EXERCISE GOAL:
Output as a JSON list of strings, one string per line, everything in the items below from the line containing "of the distant" down to the line containing "Target: distant fence", both of those lines included, with blank lines left out.

INPUT ROWS:
○ ○ ○ ○ ○ ○ ○

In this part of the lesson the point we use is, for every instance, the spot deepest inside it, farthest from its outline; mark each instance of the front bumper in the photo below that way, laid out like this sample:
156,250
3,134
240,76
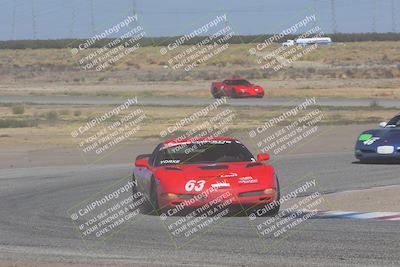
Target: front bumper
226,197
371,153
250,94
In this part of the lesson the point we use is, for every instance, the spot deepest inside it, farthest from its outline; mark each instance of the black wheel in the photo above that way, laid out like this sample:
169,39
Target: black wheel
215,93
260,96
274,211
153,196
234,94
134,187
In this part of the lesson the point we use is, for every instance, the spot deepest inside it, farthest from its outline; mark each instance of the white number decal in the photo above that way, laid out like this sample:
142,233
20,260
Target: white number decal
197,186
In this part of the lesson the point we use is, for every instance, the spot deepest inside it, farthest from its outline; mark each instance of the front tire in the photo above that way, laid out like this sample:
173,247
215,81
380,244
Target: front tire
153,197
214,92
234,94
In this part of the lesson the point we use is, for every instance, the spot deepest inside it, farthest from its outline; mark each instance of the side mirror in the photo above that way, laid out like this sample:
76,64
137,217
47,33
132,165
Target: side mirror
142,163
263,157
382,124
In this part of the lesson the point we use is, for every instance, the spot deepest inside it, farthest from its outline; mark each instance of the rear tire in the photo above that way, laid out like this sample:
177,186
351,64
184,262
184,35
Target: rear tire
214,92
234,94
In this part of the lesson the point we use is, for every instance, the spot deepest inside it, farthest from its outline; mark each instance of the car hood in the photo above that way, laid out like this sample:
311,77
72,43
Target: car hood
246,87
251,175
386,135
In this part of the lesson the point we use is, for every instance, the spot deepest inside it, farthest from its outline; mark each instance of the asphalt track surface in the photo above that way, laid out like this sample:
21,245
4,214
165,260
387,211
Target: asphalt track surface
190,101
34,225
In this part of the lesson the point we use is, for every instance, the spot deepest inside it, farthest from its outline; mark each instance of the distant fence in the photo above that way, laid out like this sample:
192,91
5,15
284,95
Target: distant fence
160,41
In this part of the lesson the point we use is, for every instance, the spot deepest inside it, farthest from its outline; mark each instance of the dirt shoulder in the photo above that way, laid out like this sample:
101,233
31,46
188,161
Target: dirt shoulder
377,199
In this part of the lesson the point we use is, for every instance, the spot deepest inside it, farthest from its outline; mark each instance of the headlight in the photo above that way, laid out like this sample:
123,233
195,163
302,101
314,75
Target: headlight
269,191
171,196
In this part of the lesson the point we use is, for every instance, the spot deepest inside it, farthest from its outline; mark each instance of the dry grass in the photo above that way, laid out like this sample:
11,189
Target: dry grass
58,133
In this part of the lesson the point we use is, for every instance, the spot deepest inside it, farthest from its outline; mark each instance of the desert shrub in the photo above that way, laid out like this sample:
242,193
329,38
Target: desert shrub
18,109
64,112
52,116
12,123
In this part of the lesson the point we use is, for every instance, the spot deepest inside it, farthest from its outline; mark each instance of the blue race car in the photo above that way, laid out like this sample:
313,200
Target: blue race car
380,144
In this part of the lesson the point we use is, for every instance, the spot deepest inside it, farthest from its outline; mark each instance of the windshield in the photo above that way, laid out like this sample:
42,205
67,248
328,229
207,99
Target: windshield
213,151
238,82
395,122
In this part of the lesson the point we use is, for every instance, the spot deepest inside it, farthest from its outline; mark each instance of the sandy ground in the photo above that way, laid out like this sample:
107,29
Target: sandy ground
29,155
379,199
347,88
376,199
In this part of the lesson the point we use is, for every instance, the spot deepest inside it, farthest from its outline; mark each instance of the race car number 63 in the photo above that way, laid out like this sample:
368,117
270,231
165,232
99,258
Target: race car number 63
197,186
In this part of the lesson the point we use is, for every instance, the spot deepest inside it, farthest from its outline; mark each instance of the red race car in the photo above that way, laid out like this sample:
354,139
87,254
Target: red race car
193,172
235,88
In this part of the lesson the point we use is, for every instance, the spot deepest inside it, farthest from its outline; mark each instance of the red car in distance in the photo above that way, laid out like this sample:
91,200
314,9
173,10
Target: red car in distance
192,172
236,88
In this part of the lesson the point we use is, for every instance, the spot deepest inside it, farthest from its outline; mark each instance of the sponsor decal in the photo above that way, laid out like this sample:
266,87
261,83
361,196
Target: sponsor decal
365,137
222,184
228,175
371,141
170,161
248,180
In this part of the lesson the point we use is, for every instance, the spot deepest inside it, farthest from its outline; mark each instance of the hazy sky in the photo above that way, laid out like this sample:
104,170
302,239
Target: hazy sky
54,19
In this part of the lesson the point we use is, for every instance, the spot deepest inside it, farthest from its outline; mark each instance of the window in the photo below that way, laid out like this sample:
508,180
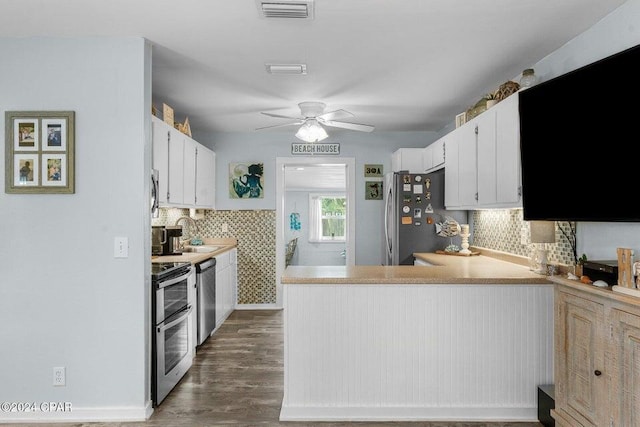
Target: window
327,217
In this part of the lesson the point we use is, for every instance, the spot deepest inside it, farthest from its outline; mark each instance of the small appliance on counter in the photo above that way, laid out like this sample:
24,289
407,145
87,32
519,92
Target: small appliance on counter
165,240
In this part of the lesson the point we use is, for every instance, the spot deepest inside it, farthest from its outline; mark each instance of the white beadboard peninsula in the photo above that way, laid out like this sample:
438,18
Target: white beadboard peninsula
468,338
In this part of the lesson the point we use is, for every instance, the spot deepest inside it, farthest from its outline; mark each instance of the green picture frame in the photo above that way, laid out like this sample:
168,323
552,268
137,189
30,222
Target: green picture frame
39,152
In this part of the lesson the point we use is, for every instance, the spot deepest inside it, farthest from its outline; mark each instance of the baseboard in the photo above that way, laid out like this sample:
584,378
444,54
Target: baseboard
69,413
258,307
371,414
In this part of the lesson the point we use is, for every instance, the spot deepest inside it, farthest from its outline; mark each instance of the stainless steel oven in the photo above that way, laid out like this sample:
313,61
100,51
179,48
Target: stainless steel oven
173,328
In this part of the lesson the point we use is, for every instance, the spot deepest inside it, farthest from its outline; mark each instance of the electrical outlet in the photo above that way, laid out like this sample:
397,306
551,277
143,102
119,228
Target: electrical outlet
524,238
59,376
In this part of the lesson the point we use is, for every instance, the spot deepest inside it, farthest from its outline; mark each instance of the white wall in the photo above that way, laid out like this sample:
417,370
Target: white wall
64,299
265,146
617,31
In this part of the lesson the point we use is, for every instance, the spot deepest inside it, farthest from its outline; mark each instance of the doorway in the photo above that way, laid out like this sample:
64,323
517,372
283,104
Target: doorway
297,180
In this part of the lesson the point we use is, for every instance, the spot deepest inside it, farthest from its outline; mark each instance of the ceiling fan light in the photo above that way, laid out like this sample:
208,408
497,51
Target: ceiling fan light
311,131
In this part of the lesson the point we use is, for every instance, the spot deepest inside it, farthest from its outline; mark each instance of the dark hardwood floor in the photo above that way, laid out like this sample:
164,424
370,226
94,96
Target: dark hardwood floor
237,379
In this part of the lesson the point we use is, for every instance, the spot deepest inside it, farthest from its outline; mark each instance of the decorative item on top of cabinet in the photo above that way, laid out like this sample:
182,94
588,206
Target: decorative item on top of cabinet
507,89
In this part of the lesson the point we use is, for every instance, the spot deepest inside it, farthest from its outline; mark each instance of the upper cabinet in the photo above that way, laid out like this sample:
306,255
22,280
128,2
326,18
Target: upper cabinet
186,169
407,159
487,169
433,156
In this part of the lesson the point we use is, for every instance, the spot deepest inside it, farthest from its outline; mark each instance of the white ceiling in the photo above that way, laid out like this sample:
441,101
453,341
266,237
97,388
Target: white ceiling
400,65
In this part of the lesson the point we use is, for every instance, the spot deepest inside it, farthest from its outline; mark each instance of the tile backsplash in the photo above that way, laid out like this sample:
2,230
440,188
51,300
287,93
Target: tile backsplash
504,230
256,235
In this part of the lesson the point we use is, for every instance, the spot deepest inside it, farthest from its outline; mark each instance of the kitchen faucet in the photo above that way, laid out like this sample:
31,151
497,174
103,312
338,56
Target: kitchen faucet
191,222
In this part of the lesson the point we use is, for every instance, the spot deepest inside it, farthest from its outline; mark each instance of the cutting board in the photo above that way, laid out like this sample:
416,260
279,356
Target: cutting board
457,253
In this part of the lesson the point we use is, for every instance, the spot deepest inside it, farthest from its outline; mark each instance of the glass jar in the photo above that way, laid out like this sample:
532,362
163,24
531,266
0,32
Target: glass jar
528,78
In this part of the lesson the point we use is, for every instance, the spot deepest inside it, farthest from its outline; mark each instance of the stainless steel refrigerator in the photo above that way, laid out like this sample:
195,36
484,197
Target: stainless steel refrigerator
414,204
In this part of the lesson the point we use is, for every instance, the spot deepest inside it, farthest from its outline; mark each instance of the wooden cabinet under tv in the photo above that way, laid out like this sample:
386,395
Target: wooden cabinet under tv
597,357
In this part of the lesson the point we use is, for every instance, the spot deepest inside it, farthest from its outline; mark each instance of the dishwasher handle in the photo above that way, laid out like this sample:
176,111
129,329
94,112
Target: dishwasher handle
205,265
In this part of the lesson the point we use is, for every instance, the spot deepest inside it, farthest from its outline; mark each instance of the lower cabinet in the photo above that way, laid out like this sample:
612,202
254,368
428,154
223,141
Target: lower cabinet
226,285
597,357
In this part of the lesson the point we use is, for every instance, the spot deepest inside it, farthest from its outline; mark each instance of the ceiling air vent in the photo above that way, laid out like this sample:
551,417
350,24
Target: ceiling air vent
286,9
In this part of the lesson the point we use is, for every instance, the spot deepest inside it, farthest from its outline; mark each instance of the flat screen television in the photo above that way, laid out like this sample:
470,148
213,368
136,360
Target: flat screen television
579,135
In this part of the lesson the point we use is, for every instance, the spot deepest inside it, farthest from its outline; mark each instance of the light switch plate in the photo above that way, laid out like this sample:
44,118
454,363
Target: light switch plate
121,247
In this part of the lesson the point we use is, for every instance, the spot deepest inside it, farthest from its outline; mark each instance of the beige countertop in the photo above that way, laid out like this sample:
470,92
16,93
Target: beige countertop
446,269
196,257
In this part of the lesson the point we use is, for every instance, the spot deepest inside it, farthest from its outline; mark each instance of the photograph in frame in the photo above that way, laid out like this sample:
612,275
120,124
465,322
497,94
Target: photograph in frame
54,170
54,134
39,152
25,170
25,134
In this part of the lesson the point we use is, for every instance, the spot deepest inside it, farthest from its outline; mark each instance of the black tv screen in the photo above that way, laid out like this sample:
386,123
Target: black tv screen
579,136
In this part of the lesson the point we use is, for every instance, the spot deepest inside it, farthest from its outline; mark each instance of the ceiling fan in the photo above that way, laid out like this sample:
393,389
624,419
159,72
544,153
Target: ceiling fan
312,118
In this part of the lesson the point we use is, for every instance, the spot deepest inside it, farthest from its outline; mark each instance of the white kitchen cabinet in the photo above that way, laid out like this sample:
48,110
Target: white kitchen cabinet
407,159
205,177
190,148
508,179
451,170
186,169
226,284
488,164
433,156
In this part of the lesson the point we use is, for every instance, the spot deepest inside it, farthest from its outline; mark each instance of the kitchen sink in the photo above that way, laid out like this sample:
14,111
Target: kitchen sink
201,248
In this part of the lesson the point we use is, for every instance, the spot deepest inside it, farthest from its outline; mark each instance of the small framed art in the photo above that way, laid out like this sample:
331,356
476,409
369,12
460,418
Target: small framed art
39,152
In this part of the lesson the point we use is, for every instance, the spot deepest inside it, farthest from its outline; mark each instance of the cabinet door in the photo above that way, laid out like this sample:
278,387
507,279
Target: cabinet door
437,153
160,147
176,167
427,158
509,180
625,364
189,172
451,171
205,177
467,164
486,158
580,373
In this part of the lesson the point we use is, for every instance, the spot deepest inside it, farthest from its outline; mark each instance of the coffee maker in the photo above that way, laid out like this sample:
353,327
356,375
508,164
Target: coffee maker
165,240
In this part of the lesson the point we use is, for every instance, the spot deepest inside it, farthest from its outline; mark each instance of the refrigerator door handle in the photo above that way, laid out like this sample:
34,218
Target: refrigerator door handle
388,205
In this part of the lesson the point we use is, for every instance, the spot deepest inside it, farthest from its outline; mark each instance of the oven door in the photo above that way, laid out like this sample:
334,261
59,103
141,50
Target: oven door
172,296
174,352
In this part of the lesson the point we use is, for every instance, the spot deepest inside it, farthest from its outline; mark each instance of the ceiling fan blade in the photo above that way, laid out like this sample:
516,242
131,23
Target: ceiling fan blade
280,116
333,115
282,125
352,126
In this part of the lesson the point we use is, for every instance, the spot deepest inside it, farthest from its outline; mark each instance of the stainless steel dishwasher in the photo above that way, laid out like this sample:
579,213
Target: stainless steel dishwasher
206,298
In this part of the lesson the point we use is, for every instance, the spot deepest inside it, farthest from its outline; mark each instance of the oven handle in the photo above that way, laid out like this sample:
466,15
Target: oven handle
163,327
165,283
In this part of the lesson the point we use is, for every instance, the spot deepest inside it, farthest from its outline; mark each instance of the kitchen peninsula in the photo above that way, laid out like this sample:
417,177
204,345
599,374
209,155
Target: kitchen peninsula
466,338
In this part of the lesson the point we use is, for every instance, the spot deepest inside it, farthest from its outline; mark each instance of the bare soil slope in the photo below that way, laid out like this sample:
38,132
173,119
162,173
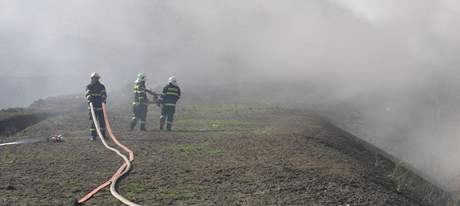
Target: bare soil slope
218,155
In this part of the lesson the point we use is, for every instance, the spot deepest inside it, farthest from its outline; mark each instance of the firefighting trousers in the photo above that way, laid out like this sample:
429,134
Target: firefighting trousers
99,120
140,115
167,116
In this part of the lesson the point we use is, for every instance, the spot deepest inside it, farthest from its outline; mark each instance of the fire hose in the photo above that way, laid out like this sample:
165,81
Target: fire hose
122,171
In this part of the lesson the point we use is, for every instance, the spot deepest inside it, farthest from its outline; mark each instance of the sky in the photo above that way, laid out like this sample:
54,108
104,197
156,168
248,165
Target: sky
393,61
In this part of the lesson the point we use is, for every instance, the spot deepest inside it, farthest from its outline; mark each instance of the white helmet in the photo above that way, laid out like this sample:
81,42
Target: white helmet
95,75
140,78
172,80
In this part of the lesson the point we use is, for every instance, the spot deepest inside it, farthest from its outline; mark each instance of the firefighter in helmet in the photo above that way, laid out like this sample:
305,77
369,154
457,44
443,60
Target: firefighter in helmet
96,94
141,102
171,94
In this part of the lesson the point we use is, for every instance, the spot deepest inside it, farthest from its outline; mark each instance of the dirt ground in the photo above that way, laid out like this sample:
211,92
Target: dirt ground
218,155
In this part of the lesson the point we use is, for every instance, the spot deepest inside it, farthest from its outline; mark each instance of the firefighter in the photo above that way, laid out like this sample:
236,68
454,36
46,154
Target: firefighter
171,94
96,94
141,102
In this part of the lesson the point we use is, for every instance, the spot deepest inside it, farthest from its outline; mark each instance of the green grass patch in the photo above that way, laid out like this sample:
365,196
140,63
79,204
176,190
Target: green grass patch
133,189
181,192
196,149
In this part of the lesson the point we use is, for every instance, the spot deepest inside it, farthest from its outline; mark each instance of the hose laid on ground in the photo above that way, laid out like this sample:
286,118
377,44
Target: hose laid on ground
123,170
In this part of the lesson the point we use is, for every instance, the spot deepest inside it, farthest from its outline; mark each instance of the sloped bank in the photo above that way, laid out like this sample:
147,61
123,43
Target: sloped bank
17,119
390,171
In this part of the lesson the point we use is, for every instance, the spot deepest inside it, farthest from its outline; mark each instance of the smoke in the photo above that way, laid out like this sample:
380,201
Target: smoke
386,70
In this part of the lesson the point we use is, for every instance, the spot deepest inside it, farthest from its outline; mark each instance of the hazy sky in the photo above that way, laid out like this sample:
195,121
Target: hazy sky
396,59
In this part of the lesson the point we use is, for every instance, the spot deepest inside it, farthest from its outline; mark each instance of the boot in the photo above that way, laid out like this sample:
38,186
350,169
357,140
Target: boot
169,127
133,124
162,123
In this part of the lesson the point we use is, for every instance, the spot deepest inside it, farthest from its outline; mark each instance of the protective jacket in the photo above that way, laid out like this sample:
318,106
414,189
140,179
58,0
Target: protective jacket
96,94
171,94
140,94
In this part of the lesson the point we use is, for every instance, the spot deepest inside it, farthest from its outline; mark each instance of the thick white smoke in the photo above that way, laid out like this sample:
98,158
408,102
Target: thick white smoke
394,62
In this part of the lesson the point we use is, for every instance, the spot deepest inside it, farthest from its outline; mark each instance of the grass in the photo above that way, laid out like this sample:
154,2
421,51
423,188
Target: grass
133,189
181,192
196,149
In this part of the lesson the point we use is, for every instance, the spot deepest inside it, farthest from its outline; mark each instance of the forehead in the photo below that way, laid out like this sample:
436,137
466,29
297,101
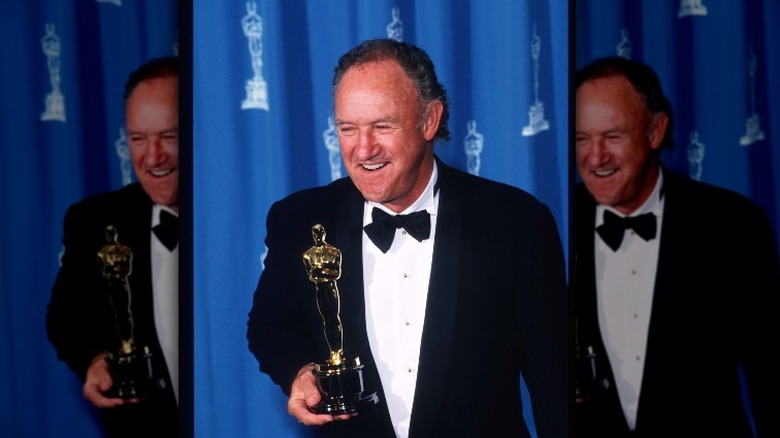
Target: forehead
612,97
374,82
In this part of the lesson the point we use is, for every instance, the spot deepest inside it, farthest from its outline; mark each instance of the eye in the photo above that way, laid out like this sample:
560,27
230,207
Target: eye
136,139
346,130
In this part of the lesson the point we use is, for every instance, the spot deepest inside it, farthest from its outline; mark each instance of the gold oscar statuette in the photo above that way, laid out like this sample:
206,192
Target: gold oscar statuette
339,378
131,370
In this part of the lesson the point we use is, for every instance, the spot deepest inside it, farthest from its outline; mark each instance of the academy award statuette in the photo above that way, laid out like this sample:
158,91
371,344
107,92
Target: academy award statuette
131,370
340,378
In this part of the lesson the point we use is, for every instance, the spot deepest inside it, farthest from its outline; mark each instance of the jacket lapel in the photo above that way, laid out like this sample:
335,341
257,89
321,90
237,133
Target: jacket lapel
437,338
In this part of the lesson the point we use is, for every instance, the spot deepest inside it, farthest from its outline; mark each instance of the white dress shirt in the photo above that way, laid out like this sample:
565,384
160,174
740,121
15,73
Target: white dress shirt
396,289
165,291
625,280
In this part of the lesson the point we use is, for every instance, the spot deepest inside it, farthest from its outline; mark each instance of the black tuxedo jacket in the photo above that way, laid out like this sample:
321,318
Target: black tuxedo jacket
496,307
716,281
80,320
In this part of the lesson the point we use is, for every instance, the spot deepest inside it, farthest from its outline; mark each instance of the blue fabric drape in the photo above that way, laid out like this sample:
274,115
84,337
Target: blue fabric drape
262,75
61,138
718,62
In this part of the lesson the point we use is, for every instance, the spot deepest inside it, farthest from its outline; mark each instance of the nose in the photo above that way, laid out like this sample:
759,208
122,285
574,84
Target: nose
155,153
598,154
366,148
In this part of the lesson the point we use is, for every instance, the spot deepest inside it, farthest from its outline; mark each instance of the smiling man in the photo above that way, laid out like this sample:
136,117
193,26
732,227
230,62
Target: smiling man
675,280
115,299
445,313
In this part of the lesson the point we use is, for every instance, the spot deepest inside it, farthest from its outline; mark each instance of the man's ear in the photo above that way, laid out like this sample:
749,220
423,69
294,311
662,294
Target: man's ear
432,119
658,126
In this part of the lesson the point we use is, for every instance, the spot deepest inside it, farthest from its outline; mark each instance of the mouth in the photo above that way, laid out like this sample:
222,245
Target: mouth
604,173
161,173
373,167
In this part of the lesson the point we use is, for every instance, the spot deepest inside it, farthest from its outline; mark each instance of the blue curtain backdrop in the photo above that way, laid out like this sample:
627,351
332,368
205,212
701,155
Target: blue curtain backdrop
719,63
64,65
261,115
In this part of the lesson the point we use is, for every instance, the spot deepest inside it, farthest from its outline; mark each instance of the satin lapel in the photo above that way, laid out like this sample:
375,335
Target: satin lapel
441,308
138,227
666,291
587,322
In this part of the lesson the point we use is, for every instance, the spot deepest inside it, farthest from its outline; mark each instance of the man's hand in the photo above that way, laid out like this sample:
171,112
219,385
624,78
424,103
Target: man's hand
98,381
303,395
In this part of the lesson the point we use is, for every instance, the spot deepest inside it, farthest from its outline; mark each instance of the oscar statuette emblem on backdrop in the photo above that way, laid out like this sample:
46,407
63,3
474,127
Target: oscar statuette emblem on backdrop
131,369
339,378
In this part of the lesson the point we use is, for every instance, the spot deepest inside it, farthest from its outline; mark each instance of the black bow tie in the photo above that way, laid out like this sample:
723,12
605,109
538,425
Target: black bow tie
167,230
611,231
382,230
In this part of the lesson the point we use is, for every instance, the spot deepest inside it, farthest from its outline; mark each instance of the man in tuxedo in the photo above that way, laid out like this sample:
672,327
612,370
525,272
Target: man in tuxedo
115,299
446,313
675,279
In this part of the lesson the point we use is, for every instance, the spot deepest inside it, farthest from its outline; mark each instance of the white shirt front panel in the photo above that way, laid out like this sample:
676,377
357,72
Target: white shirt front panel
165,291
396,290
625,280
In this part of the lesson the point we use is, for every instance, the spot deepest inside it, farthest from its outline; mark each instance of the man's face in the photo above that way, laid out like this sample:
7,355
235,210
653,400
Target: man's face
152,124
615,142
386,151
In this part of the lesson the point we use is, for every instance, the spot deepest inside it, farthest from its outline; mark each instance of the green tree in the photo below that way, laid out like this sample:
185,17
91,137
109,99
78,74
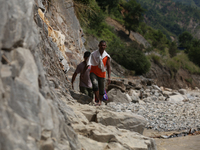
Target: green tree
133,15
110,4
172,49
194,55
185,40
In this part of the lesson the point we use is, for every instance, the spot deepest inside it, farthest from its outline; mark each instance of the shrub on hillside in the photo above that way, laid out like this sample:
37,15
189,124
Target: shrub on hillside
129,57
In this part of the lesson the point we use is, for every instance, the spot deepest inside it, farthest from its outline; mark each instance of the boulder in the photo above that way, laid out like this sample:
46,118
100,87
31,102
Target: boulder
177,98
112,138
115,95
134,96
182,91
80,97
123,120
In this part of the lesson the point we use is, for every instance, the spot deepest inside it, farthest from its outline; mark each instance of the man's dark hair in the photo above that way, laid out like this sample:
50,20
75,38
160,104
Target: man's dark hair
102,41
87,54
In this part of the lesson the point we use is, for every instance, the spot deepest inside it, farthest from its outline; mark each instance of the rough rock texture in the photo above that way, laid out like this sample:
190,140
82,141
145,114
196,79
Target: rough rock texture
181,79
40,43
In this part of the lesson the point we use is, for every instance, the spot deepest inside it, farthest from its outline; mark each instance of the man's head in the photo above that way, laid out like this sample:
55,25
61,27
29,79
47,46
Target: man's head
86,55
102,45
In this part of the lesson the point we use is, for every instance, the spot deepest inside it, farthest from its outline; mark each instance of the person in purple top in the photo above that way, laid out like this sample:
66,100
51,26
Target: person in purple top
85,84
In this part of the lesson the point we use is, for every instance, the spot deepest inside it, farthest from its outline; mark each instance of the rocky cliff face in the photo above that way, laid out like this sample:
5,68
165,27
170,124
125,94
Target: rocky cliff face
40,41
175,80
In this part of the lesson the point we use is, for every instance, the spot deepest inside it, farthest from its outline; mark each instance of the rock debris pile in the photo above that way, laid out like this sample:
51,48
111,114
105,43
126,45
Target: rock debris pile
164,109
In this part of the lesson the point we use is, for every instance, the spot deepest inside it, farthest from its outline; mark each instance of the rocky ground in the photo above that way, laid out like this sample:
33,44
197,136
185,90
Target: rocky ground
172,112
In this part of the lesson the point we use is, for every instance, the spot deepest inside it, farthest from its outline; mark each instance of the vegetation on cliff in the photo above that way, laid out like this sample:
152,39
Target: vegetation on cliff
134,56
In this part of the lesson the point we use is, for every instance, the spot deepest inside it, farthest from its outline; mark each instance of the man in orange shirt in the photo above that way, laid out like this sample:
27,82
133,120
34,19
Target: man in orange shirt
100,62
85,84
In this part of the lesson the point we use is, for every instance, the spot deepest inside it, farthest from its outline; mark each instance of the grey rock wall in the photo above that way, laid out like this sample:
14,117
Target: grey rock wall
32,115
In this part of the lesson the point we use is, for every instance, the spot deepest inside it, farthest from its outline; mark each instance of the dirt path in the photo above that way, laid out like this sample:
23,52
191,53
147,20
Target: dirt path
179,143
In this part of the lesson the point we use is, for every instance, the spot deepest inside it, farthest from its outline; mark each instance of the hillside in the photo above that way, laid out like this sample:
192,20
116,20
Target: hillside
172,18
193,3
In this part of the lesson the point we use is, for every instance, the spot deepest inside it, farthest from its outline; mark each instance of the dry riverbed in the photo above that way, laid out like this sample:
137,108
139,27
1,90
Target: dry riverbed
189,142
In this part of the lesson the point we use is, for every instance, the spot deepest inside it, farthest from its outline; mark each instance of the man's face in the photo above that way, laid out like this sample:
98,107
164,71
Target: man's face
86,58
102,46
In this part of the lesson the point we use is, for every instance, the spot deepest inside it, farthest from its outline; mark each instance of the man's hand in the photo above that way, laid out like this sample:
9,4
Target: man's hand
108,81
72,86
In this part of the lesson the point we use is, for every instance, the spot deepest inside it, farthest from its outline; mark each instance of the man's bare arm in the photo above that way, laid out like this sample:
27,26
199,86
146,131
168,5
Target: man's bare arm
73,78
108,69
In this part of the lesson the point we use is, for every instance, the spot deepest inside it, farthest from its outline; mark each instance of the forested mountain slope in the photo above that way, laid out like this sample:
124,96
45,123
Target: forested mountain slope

○ ○ ○ ○ ○ ○ ○

THE REPLY:
[
  "In this part of the lesson the point we use is, for every instance, the spot deepest inside it, farthest from its outline; mark each instance of the distant fence in the photo above that way, laid out like this sample:",
  "192,91",
  "5,15",
  "284,95",
  "Target: distant fence"
]